> Extrait du texte
• • • • •

La misère sexuelle n’existe pas

Note préliminaire : les commentaires sont fermés parce que j’ai commencé à recevoir des commentaires de mascus me traitant de fragile. Sauf qu’en fait, votre avis, je m’en cogne, je sais pas comment vous expliquer… Si vous avez quelque-chose à répondre à ce billet, ouvrez votre propre blog, y’a plein de tutos sur les internets. Pour des vrais mecs comme vous, un peu de ligne de commande ne devrait pas trop vous effrayer.

 

Il y a environ 2 ans, je fêtais tout juste mon 28ᵉ anniversaire. C’est également l’époque où, en France, on entendait parler des incels, à la suite de l’attaque terroriste de 2018 à Toronto. Le terroriste, Alek Massanian, se revendiquait de ces communautés misogynes d’hommes persuadés d’être des mecs trop gentils et que cette gentillesse les empêche d’atteindre le bonheur absolu représenté par la vie en couple, les femmes étant indubitablement attirées par les sales types.

Ces hommes, persuadés d’être des victimes du féminisme s’imaginent que la libération sexuelle est à l’origine de leur malheur en permettant aux « Chads » de séduire toutes les « Stacys ». Si vous vous demandez qui sont les Chads et les Stacy, sachez de ce sont des stéréotypes n’ayant aucune existence réelle. Les incels se figurent les hommes comme appartenant à 2 catégories : ceux qui séduisent et ceux qui sont trop gentils. Persuadé que les femmes qu’ils convoitent sont irrémédiablement attirés par des salops — incapables qu’ils sont de se figurer les femmes comme des sujets conscients ayant une pensée propre — ils s’imaginent comme les grands perdants d’une société dans laquelle la gentillesse est un handicap.

Pour remédier à leur situation, ils souhaitent une révolution conservatrice pour remettre au cœur de la société les valeurs du mariage pour la vie et de la monogamie. Ces hommes ont une vision fantasmée de la société des années 50, en somme. Ils sont persuadés qu’à l’origine de la fin de cette espèce d’âge d’or amoureux, il y a le féminisme qui a engendré la libération sexuelle et permis aux femmes qu’ils convoitent, les « Stacys », de se mettre en couple sans entrave avec les « Chads ».

Schéma issu d'un forum incels décrivant comment ils s'imginent l'état des relation de copuple avant et après la révolution sexuelle. Avant, chaque homme est avec une et une seule femme, après presque toutes les femmes convoitent un groupe restraint d'hommes
Voici une image issue d’un forum incels montrant comment ils se représentent l’état des relations de couple avant et après la révolution sexuelle.

• • • • •

> Données de travail
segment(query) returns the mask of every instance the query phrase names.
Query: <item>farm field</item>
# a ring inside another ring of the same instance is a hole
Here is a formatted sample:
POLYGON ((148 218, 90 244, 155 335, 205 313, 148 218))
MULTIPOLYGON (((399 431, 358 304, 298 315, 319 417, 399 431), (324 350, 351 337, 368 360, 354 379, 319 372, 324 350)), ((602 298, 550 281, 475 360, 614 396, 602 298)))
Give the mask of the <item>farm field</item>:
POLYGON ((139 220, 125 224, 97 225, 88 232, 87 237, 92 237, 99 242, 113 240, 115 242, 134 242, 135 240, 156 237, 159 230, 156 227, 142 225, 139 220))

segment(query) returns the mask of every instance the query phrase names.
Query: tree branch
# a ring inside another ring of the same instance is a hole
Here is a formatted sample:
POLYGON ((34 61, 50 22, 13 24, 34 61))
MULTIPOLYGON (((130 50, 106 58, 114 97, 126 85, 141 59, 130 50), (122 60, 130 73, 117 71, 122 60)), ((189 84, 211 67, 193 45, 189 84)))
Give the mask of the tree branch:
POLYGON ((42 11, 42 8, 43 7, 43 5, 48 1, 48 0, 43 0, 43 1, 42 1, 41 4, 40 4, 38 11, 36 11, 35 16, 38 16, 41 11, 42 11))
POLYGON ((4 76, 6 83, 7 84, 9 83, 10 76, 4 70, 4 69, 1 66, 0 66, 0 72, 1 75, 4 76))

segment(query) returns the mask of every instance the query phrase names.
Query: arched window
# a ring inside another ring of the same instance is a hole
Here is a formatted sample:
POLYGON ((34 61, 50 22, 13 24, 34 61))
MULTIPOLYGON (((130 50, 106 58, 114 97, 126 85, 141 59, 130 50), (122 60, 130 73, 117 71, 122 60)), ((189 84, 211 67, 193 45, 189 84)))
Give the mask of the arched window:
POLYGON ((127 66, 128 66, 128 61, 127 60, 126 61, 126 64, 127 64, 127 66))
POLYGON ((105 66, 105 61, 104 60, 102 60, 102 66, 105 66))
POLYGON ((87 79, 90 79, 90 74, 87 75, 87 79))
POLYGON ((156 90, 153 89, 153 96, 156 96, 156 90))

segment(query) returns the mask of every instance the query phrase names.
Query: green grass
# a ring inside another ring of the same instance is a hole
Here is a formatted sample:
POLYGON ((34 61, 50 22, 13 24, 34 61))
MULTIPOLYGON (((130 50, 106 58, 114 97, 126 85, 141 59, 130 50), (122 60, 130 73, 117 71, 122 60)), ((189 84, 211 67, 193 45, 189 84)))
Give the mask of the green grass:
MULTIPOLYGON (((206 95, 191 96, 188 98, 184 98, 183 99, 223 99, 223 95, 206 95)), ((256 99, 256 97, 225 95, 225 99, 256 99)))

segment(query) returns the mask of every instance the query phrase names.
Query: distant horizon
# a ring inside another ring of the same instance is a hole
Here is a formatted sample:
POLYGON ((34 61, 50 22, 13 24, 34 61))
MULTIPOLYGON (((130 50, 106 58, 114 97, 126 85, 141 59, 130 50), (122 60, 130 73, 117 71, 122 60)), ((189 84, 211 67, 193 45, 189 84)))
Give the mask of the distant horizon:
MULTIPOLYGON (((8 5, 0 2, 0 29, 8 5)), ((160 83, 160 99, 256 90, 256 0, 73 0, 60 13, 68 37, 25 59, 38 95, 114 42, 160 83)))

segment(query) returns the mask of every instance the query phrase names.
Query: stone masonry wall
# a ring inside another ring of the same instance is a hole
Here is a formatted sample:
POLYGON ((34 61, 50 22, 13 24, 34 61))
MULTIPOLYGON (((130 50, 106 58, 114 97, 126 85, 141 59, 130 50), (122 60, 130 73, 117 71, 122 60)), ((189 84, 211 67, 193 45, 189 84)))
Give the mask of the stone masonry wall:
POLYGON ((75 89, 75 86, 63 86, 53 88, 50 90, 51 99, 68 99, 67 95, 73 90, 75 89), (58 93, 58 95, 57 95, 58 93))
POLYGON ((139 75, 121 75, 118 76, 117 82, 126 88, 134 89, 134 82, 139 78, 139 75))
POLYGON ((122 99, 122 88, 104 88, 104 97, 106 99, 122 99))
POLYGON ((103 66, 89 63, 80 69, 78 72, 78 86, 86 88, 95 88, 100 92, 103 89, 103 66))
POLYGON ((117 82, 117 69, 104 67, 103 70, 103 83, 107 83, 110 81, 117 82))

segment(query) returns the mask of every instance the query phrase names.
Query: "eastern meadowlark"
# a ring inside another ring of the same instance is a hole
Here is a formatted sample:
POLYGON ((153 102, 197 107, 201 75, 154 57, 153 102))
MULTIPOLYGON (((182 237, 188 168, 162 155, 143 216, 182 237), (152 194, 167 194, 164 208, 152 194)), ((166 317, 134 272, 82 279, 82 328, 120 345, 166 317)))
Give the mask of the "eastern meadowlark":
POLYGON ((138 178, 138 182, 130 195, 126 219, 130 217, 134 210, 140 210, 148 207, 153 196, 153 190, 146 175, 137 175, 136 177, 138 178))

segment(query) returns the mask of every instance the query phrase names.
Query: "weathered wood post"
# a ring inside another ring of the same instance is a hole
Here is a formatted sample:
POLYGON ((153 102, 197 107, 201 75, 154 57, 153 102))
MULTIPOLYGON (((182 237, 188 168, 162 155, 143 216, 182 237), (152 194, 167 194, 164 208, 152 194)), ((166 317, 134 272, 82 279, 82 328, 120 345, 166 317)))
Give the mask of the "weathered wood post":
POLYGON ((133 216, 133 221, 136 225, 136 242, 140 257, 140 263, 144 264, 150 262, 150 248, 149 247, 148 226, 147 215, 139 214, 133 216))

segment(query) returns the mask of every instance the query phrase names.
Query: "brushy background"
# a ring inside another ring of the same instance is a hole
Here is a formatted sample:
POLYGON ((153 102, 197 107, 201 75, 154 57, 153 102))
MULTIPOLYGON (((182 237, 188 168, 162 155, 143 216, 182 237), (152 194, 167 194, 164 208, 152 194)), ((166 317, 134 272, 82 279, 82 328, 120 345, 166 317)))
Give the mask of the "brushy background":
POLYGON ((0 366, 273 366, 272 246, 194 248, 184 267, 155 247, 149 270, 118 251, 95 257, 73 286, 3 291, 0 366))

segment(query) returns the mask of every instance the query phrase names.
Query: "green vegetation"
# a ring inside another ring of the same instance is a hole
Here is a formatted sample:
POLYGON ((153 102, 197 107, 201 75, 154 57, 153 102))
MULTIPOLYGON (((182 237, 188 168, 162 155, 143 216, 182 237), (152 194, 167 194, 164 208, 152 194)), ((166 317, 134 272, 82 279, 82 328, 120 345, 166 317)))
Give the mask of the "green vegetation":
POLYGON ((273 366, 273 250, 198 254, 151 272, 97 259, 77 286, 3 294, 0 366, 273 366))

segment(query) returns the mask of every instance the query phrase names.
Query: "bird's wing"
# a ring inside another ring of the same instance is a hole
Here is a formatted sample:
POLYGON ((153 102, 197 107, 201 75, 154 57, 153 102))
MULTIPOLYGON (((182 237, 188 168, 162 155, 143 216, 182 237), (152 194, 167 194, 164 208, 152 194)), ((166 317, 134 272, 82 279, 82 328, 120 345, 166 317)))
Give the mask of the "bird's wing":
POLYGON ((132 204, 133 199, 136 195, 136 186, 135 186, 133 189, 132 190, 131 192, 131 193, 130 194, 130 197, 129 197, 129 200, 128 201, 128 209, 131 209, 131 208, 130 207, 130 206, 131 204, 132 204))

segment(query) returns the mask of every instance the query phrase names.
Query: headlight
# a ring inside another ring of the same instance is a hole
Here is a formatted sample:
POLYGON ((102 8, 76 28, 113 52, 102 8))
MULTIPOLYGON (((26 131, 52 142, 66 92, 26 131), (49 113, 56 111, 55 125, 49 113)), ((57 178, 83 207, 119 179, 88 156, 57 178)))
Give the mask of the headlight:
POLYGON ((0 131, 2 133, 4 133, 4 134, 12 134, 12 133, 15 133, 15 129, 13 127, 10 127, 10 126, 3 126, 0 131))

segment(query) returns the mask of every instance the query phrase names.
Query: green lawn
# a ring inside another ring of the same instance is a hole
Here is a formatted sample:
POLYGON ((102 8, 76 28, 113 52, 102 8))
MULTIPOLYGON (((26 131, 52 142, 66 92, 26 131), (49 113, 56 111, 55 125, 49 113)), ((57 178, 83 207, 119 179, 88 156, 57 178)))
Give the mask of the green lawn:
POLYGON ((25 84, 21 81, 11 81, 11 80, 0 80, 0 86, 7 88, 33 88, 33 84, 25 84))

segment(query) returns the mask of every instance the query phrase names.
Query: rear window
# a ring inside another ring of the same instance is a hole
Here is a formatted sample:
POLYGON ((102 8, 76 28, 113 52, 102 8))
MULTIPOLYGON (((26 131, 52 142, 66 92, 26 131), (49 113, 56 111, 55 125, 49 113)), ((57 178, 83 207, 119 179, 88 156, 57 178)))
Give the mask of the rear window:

• • • • •

> Actions demandées
• 1. Recopiez mot pour mot, dans l’extrait du texte, tout ce qui va de « Note préliminaire : les » jusqu’à « trop vous effrayer. ».
• 2. Ne gardez que les lignes qui contiennent la chaîne « grass » et recopiez-les, s’il vous plaît. La casse compte.

> Résultats successifs
• 1.
Note préliminaire : les commentaires sont fermés parce que j’ai commencé à recevoir des commentaires de mascus me traitant de fragile. Sauf qu’en fait, votre avis, je m’en cogne, je sais pas comment vous expliquer… Si vous avez quelque-chose à répondre à ce billet, ouvrez votre propre blog, y’a plein de tutos sur les internets. Pour des vrais mecs comme vous, un peu de ligne de commande ne devrait pas trop vous effrayer.

• 2.
Query: green grass
Give the mask of the green grass:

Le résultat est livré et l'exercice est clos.